→ **To be done**: Recast the records below as a Markdown table with the columns Row and Text. Begin at the line that contains "Practice step: point out every instance of the metal" and stop after the line that contains "pixel 445 41". Include both of those lines, number each row, and leave out blank lines.

--- start of Exercise input ---

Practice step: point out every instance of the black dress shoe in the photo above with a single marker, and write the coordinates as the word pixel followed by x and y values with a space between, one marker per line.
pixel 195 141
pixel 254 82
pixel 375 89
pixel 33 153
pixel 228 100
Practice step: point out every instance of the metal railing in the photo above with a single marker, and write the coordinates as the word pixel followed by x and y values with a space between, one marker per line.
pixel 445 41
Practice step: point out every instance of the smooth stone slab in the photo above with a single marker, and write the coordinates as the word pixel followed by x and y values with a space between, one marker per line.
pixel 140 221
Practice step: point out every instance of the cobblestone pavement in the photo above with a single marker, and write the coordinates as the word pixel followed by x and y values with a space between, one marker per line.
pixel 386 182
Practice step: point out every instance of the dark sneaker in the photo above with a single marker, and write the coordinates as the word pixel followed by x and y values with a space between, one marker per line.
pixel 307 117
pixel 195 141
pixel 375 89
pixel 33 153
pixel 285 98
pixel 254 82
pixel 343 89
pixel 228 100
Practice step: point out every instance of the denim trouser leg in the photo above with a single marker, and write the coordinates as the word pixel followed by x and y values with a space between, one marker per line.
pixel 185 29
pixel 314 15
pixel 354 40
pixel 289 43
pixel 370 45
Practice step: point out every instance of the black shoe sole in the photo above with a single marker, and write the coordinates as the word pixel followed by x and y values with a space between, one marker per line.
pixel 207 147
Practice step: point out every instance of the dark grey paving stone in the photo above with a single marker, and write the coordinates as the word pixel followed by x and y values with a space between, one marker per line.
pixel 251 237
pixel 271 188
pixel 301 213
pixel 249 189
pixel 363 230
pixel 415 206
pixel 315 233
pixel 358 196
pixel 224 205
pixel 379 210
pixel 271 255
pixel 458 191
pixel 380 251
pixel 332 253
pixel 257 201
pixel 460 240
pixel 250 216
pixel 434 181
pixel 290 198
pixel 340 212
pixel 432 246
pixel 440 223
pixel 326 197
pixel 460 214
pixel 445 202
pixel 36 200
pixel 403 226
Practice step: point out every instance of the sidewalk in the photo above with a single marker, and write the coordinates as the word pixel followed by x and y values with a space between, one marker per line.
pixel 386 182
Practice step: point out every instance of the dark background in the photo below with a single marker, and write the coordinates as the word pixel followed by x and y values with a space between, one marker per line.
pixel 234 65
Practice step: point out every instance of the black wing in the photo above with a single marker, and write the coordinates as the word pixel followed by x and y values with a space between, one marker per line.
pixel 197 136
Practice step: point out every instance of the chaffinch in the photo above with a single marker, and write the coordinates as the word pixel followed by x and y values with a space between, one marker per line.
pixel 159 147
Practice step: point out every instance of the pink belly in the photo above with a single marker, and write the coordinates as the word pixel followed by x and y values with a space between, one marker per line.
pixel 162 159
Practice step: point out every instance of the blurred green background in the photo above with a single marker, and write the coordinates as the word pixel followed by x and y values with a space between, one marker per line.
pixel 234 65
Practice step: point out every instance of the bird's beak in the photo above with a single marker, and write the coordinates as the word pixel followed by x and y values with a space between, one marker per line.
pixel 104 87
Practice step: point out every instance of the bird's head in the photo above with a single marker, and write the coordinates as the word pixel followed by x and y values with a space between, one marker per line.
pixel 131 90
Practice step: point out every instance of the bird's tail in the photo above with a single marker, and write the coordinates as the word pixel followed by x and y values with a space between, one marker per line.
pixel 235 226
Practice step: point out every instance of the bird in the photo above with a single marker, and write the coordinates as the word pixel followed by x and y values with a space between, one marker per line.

--- end of Exercise input ---

→ **Task result**:
| Row | Text |
|---|---|
| 1 | Practice step: point out every instance of the metal railing in the photo above with a single marker, and write the coordinates as the word pixel followed by x and y values with a space between, one marker per line. |
| 2 | pixel 445 41 |